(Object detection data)

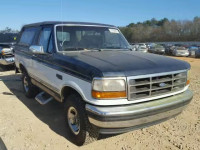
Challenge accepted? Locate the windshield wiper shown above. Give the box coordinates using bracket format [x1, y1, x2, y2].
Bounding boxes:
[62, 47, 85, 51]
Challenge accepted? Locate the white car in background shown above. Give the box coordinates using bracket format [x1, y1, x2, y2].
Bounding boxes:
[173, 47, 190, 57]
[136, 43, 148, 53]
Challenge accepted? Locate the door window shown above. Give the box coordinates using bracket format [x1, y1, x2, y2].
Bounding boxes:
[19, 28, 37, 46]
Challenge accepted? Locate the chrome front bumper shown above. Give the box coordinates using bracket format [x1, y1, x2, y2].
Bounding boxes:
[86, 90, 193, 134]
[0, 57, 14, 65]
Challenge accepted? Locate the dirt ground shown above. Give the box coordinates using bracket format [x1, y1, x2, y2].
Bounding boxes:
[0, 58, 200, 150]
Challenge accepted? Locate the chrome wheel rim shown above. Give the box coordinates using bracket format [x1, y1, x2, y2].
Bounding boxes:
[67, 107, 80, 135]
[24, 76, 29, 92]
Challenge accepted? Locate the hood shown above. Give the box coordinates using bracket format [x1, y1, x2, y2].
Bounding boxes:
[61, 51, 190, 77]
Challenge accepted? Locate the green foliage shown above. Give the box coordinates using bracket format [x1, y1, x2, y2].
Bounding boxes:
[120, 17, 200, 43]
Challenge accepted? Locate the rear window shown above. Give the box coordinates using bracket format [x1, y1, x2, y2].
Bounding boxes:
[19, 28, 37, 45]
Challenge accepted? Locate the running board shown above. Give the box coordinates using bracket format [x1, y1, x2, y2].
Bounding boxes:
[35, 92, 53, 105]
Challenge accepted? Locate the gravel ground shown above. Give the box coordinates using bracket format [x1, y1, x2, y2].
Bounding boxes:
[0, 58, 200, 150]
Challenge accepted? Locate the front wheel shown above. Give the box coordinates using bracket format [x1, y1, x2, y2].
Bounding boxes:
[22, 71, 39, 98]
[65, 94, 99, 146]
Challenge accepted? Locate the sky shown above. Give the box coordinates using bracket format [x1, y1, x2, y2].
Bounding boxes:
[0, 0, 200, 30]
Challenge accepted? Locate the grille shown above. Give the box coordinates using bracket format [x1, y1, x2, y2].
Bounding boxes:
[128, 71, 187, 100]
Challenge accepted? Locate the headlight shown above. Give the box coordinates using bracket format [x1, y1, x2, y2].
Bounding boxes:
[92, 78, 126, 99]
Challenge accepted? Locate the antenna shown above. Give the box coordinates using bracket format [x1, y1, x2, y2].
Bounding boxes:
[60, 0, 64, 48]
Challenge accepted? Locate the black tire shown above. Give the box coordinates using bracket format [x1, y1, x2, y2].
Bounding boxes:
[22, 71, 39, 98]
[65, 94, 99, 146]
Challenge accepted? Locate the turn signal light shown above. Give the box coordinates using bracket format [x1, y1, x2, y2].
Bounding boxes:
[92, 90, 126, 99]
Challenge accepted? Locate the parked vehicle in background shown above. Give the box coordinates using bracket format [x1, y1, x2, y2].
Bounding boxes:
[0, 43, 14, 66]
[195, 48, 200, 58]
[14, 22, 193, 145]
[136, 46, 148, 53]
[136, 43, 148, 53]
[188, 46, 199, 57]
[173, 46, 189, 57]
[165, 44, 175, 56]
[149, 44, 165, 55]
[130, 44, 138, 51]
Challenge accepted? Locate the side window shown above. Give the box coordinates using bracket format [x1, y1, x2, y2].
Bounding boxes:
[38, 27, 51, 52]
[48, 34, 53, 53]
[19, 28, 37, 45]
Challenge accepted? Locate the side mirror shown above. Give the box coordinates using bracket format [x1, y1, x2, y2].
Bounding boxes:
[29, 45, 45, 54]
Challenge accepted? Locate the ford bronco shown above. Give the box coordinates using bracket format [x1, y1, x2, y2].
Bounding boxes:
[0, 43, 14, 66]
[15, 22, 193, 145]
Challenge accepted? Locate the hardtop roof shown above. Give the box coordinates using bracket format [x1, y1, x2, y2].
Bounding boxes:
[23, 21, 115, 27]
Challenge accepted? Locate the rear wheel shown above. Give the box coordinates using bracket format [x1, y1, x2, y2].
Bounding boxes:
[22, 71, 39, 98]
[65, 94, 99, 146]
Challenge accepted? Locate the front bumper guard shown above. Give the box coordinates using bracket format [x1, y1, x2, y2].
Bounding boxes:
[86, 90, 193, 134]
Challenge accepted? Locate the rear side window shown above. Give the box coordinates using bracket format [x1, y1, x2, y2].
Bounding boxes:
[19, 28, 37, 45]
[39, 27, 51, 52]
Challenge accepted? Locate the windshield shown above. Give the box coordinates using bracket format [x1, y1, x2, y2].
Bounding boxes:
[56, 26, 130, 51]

--

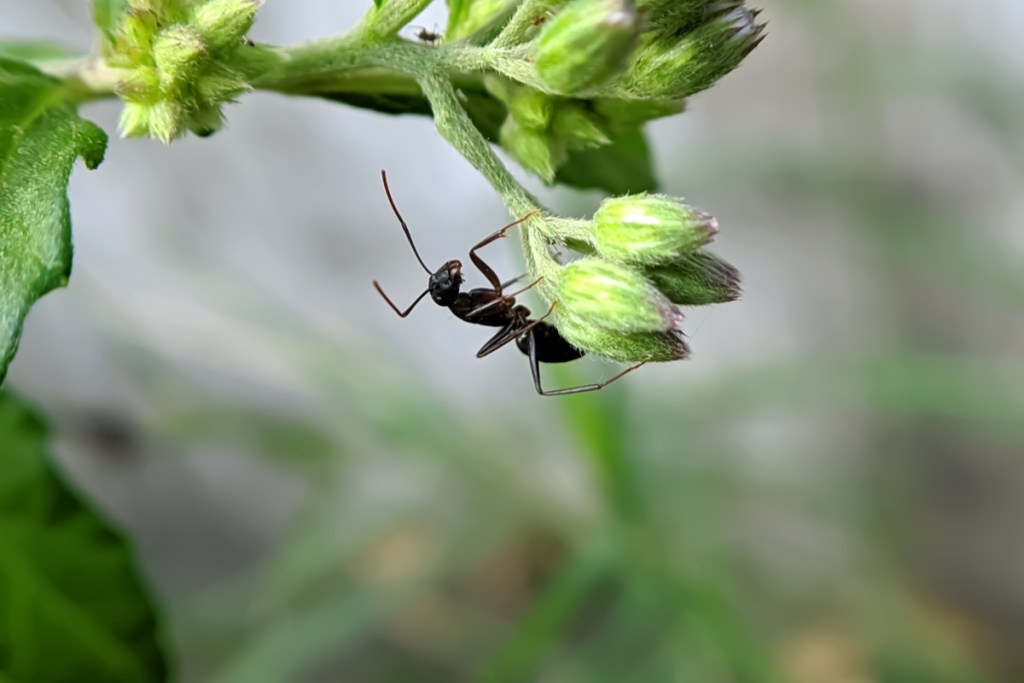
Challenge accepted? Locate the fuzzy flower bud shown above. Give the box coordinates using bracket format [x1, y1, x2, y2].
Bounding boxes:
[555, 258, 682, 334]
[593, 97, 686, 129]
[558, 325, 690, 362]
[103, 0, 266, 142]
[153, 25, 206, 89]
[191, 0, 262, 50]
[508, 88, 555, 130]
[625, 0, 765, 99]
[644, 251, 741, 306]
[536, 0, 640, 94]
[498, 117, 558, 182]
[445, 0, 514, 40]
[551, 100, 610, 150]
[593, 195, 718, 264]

● **WHAT IS REQUIRED**
Swap "Locate" for "Find" in the lines from the line with "Challenge accepted? Locate the windshield wiper" up to and including the line with "[35, 92, 53, 105]", leaving everything else unchanged. Return only those lines.

● **PROBLEM SOLUTION**
Challenge accepted? Find the windshield wiper shown above. Give the box coordinates using bracket format [x1, y1, x2, y2].
Bounding boxes:
[62, 47, 85, 51]
Challenge accepted? Find the white car in background shown above. Give the box coordinates using bracket format [x1, y1, x2, y2].
Bounding boxes:
[173, 47, 190, 57]
[136, 43, 148, 53]
Challenge accepted? Find the door window shown above. Give the box coordinates using bracket format [x1, y1, x2, y2].
Bounding boxes:
[19, 28, 37, 46]
Challenge accepted? Find the chrome front bumper shown above. Give the box coordinates using bracket format [x1, y1, x2, y2].
Bounding boxes:
[86, 90, 193, 134]
[0, 57, 14, 65]
Challenge accepted? Find the dirt ground shown above. Give the box coordinates using bracket format [x1, y1, x2, y2].
Bounding boxes:
[0, 58, 200, 150]
Challenge accepted? Find the chrome wheel rim shown above. Give the box coordinates using bracket format [x1, y1, x2, y2].
Bounding boxes:
[67, 107, 80, 135]
[24, 76, 29, 92]
Challenge accepted? Find the hood shown above. Give the box coordinates using bracket format [x1, y1, x2, y2].
Bounding boxes:
[61, 51, 190, 77]
Challenge accepted? Find the green foliage shown above. Give the box coordinates using bracket format [x1, y1, x2, y2].
Bounding boxes:
[120, 17, 200, 43]
Challenge accepted? Find the rear window shown above. Give the box coordinates using bracket format [x1, y1, x2, y2].
Bounding boxes:
[19, 28, 37, 45]
Challenge accepted? Find the running board shown above. Give the box coordinates using bracket format [x1, y1, x2, y2].
Bounding boxes:
[35, 92, 53, 105]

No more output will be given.